▶ [Kutipan Teks]
◇ ◇ ◇ ◇ ◇
Rabu, 17 November 2010

Hikmah Idul Adha

Mengembalikan Jati Diri Bangsa, bulan ini merupakan moment yang sangat tepat untuk  Mengembalikan Jati Diri Bangsa ini yang masih terpuruk, bulan bersejarah bagi umat Islam. Pasalnya, di bulan ini kaum muslimin dari berbagai belahan dunia melaksanakan rukun Islam yang kelima, yaitu ibadah haji. Ibadah haji merupakan ritual ibadah yang mengajarkan persamaan di antara sesama. Dengan ibadah Haji, Islam tampak sebagai agama yang tidak mengenal status sosial. Kaya, miskin, pejabat, rakyat, kulit hitam ataupun kulit putih semua memakai pakaian yang sama. Bersama-sama melakukan aktivitas yang sama pula yakni manasik haji.
Haji merupakan suatu lambang dari puncak ketangguhan pribadi dan puncak ketangguhan sosial. Haji adalah sublimasi dari sholat dan keseluruhan rukun Iman. Haji merupakan lambang perwujudan akhir dari Rukun Islam.
Haji merupakan suatu langkah penyelarasan nyata antara alam pikiran dengan praktek. Haji adalah suatu simbul praktek yang sempurna, transformasi dari suatu pikiran ideal (fitrah) ke alam nyata secara sempurna. Haji adalah keselarasan antara Iman dan Islam. Secara prinsip Haji merupakan suatu konsep berfikir yang berpusat hanya kepada Allah, yang akan menumbuhkan kesadaran diri (self awareness), hakekat diri, jati diri.
Secara sosial haji merupakan simbol kolaborasi tertinggi yaitu pertemuan pada skala tertinggi dimana umat Islam sedunia melaksanakan langkah yang sama dengan landasan prinsip yang sama pula.
Haji merupakan simbol dari siklus kehidupan manusia (life cycle), diawali dangan kelahiran yang fitrah dan diakhiri dengan kematian yang fitrah pula plus pertanggungjawaban semasa menjalankan misi Tuhan sebagai Rahmatan Lil ‘alamin.
Selain ibadah haji, pada bulan ini umat Islam merayakan hari raya Idul Adha. Lantunan takbir diiringi tabuhan bedug menggema menambah semaraknya hari raya. Suara takbir bersahut-sahutan mengajak kita untuk sejenak melakukan refleksi bahwa tidak ada yang agung, tidak ada yang layak untuk disembah kecuali Allah, Tuhan semesta alam.
Peristiwa ini memberikan kesan yang mendalam bagi kita. Betapa tidak. Nabi Ibrahim yang telah menunggu kehadiran buah hati selama bertahun-tahun ternyata diuji Tuhan untuk menyembelih putranya sendiri. Nabi Ibrahim dituntut untuk memilih antara melaksanakan perintah Tuhan atau mempertahankan buah hati dengan konsekuensi tidak mengindahkan perintahNya. Sebuah pilihan yang cukup dilematis. Namun karena didasari ketakwaan yang kuat, perintah Tuhanpun dilaksanakan. Dan pada akhirnya, Nabi Ismail tidak jadi disembelih dengan digantikan seekor domba.
◇ ◇ ◇ ◇ ◇
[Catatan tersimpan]
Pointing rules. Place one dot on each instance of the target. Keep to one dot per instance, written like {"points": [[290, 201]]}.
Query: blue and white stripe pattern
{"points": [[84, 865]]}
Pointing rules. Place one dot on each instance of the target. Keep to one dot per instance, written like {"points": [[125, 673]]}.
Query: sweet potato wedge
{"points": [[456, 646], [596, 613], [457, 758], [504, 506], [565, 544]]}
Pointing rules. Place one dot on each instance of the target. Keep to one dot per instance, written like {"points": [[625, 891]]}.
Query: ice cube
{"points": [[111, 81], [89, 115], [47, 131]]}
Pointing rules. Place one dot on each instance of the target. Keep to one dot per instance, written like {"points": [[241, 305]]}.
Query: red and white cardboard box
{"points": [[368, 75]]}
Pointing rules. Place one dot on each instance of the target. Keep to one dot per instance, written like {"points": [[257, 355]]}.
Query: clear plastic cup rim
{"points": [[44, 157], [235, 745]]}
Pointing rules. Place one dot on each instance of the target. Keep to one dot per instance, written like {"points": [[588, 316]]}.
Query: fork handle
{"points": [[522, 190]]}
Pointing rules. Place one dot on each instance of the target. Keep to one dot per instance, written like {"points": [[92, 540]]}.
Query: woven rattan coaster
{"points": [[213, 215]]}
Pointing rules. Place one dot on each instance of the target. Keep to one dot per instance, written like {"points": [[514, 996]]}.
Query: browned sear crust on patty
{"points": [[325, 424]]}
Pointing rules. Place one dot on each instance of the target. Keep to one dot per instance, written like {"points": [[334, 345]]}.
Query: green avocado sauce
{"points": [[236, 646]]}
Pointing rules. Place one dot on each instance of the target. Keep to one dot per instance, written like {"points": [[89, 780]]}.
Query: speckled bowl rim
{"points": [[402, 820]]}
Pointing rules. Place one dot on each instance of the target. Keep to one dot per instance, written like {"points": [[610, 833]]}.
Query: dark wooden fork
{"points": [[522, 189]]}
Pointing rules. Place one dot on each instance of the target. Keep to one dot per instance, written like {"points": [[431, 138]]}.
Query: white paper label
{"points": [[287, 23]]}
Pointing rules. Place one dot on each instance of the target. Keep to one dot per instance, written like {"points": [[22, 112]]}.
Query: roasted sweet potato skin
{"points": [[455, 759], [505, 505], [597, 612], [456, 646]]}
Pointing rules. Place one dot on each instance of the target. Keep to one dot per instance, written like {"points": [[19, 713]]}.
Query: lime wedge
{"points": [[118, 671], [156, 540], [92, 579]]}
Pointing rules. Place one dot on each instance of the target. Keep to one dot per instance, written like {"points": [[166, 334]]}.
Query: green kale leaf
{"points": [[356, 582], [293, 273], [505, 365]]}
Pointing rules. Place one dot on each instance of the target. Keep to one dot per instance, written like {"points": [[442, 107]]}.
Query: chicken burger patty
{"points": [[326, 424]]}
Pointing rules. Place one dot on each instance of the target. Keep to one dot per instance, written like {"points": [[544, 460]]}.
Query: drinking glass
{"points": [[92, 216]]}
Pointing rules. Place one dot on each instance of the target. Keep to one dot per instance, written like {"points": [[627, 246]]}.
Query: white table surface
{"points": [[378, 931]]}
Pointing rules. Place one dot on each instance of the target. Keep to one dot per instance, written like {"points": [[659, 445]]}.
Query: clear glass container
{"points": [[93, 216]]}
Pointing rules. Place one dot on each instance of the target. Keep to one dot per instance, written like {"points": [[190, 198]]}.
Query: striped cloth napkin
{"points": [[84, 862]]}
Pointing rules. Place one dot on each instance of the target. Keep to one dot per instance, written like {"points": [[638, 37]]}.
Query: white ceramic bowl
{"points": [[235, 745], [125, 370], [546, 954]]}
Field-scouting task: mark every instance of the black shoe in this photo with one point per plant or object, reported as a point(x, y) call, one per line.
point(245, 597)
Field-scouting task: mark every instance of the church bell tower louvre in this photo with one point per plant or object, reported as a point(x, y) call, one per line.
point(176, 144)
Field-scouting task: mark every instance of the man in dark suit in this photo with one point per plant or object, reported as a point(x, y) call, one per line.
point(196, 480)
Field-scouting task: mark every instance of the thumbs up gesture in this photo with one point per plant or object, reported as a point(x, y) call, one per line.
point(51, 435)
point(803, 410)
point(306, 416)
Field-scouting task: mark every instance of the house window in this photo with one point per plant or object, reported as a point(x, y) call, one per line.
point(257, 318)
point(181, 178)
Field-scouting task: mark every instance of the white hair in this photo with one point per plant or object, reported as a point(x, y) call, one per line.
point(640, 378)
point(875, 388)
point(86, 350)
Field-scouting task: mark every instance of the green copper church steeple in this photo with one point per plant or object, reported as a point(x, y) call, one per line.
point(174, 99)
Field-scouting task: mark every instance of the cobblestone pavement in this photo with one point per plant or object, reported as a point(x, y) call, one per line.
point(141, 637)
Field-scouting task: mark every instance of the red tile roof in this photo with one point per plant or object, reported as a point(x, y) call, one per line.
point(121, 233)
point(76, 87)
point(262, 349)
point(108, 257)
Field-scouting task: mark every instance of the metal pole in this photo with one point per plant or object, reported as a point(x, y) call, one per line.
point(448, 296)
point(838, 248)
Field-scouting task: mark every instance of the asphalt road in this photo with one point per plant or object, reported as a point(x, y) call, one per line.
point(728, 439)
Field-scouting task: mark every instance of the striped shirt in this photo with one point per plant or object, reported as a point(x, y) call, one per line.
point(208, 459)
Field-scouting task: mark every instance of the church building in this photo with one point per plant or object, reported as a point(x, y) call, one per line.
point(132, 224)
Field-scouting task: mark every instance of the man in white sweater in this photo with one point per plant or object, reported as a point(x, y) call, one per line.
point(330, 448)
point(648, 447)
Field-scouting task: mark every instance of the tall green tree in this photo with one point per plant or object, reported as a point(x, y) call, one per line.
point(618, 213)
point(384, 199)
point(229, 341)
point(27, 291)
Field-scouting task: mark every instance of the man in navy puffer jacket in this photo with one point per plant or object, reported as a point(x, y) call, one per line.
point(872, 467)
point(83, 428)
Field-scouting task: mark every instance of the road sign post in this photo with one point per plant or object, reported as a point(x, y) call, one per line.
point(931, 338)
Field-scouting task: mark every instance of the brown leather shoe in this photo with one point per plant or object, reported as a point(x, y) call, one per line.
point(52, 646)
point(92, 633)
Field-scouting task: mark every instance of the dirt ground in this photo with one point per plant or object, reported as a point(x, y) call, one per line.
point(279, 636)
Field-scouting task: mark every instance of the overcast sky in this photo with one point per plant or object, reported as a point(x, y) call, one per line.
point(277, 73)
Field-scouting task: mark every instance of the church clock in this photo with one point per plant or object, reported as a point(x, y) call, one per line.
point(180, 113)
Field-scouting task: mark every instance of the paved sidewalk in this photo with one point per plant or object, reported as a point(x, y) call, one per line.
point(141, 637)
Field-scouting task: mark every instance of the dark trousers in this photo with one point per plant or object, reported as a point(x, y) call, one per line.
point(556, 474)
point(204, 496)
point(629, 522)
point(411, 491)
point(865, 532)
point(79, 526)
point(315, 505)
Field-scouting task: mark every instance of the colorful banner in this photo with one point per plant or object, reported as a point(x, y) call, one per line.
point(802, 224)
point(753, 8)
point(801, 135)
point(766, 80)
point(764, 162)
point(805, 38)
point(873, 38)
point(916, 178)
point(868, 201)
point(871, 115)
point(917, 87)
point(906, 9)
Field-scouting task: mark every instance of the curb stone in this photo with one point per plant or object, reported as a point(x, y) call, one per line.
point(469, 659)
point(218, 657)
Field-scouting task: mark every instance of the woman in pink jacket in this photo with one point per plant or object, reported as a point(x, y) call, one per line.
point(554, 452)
◇ ◇ ◇ ◇ ◇
▶ [Daftar Tugas]
1. Ketik ulang seluruh bagian teks tentang Idul Adha, mulai dari "Secara sosial haji" turun sampai "Rahmatan Lil ‘alamin.".
2. Dalam teks tentang Idul Adha, apa yang menggantikan Nabi Ismail sehingga ia tidak jadi disembelih?
3. Bagaimana kalimat "Haji adalah keselarasan antara Iman dan Islam." dari teks tentang Idul Adha jika diterjemahkan ke dalam bahasa Inggris?
Materi tersebut berdiri sendiri dan terpisah dari teks.

▶ [Jawaban]
1.
Secara sosial haji merupakan simbol kolaborasi tertinggi yaitu pertemuan pada skala tertinggi dimana umat Islam sedunia melaksanakan langkah yang sama dengan landasan prinsip yang sama pula.
Haji merupakan simbol dari siklus kehidupan manusia (life cycle), diawali dangan kelahiran yang fitrah dan diakhiri dengan kematian yang fitrah pula plus pertanggungjawaban semasa menjalankan misi Tuhan sebagai Rahmatan Lil ‘alamin.

2. Seekor domba.

3. Hajj is the harmony between Faith and Islam.